(Image-backed grounding data)
[Start of section]

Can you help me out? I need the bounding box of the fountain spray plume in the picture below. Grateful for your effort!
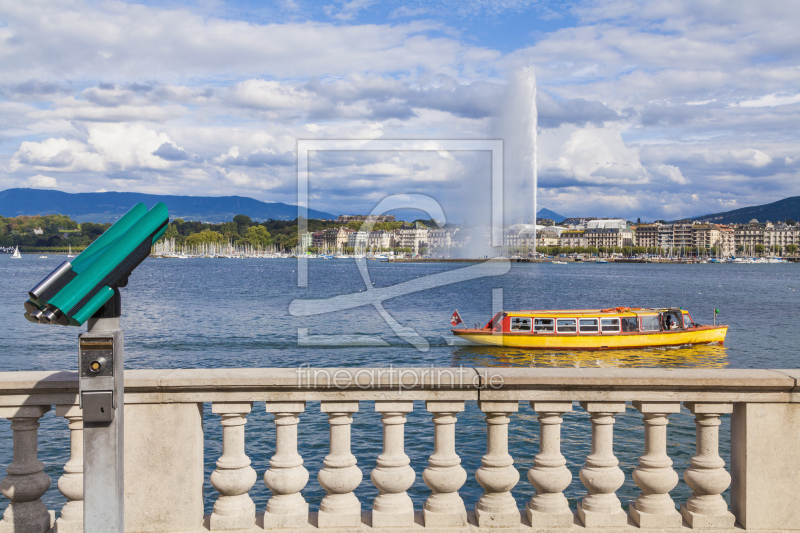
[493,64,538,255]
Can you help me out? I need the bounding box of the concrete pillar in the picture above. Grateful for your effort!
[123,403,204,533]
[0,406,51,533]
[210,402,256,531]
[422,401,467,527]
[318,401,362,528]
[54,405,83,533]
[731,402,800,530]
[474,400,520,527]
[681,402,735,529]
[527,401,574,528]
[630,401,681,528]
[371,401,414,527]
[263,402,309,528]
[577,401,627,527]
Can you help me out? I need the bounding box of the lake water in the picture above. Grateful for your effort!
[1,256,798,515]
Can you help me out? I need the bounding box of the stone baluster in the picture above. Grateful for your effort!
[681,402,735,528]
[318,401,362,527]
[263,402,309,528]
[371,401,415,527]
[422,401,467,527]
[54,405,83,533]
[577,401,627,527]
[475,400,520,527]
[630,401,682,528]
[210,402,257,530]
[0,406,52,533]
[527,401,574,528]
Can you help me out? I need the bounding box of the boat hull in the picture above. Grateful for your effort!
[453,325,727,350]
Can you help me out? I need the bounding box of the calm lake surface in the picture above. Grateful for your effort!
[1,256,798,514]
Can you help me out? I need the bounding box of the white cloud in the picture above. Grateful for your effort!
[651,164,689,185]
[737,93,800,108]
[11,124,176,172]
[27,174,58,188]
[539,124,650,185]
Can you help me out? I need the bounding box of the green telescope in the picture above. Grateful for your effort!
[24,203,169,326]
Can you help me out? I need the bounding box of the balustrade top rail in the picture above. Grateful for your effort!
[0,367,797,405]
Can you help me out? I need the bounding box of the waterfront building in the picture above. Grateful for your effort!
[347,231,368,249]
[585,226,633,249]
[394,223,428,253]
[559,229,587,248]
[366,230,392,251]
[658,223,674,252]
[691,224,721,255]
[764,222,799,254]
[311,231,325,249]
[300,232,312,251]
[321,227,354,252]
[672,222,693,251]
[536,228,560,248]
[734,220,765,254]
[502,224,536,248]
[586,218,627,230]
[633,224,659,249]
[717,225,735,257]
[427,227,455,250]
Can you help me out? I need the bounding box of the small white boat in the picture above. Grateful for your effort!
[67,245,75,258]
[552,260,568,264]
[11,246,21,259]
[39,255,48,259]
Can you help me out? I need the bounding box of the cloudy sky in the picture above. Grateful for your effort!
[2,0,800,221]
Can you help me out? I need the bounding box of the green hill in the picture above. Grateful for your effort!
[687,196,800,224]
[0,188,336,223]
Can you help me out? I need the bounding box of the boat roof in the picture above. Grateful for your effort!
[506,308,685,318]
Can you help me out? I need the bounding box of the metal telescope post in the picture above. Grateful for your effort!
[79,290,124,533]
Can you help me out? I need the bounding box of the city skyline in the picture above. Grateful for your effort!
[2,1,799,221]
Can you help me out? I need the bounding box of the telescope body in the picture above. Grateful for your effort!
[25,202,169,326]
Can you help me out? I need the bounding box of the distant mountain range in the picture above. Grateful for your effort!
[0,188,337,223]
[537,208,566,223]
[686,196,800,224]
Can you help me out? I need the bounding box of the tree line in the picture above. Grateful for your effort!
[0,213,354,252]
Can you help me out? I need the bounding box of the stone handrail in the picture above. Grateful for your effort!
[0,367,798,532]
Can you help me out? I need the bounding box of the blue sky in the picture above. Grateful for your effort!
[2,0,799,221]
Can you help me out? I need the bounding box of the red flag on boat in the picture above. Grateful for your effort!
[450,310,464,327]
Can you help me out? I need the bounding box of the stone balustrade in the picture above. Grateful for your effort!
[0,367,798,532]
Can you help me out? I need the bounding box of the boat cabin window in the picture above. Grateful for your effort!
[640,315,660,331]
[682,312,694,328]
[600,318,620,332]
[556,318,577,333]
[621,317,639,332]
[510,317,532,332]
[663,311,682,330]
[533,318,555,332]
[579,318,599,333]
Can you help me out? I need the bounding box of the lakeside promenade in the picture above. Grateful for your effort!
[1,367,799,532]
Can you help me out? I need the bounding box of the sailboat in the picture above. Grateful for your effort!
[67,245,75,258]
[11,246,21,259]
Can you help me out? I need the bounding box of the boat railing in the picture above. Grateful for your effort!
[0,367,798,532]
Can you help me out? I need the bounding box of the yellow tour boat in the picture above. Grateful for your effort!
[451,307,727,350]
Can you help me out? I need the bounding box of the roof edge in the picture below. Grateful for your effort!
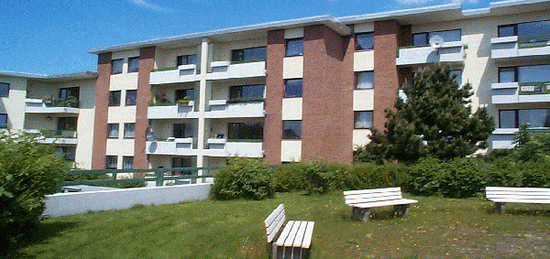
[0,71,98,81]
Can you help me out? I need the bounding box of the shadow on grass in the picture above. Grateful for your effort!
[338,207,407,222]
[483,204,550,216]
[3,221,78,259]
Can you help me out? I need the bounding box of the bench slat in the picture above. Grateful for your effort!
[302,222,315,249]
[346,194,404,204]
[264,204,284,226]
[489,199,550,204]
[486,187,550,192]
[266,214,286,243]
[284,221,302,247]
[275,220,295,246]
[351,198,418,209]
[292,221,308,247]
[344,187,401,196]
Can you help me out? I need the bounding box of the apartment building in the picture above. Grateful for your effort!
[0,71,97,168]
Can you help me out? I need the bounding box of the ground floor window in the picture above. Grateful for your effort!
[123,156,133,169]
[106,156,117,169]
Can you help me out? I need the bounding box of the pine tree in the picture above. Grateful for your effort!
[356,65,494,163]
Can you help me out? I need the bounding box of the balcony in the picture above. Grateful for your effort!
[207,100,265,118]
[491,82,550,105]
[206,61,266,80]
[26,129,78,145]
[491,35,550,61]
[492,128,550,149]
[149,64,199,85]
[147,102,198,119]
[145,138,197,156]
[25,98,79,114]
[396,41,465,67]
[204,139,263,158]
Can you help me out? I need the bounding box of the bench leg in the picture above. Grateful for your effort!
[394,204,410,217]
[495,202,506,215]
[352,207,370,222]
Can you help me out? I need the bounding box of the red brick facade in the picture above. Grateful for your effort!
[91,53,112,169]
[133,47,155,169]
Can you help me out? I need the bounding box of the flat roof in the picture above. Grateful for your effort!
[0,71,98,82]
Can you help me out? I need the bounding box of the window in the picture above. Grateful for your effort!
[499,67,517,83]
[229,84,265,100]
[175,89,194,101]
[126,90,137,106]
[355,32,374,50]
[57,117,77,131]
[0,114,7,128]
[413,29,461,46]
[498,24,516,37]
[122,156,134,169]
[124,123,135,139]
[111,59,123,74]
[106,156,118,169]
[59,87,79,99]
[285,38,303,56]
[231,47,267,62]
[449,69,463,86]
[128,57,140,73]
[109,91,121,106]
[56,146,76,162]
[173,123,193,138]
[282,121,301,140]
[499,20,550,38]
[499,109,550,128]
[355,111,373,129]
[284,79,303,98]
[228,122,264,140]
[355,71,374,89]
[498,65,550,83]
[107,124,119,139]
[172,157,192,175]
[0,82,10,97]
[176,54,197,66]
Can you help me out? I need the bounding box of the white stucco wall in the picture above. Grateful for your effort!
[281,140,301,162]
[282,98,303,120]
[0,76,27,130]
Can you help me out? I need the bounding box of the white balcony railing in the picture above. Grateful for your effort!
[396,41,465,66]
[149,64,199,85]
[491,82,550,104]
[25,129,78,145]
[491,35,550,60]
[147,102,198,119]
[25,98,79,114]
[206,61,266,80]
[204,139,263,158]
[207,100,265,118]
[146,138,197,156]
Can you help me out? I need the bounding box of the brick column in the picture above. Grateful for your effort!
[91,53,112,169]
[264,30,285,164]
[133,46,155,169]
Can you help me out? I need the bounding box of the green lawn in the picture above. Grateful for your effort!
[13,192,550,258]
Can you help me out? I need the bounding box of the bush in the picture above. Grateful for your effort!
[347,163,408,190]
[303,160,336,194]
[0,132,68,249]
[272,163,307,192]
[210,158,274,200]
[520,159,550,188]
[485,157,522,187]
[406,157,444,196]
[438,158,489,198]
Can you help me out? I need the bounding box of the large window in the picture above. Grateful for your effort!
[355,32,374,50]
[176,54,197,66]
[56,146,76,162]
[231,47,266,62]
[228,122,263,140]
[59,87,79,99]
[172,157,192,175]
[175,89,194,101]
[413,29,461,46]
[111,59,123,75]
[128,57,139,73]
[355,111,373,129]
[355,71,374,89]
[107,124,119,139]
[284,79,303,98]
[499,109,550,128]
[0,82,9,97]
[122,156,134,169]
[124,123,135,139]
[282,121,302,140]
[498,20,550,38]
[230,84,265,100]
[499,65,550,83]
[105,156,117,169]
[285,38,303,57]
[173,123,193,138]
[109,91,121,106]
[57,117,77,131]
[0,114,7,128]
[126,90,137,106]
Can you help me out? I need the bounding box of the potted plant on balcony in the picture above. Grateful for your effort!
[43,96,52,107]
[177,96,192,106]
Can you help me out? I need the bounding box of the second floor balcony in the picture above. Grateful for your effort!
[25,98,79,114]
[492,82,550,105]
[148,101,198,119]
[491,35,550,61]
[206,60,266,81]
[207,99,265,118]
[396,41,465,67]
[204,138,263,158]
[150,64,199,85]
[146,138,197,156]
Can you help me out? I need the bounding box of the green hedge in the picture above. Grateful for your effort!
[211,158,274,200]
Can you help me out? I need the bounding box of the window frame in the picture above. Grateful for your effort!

[End of section]

* ASSIGNED TASK
Write out exactly the lines starting with the one that holds "of the potted" and running through the last line above.

* EXERCISE RESULT
Can you help me out? I need the bounding box of the potted plant on balcony in the picture above. Grateful for your effort!
[43,96,52,107]
[177,96,192,106]
Can you help me out? I need the bounding box of the second floor balcony in the picture above. Grateful for your effort!
[25,98,79,114]
[492,82,550,105]
[148,101,198,119]
[491,35,550,61]
[206,60,266,81]
[207,99,265,118]
[396,41,465,67]
[204,138,263,158]
[150,64,199,85]
[146,138,197,156]
Can you help me out? I need the bounding box of the green hedge in the picture above. Grateful for your effort!
[211,158,274,200]
Can you help me out? I need the bounding box of the window frame in the picture above. Grateful for your effort!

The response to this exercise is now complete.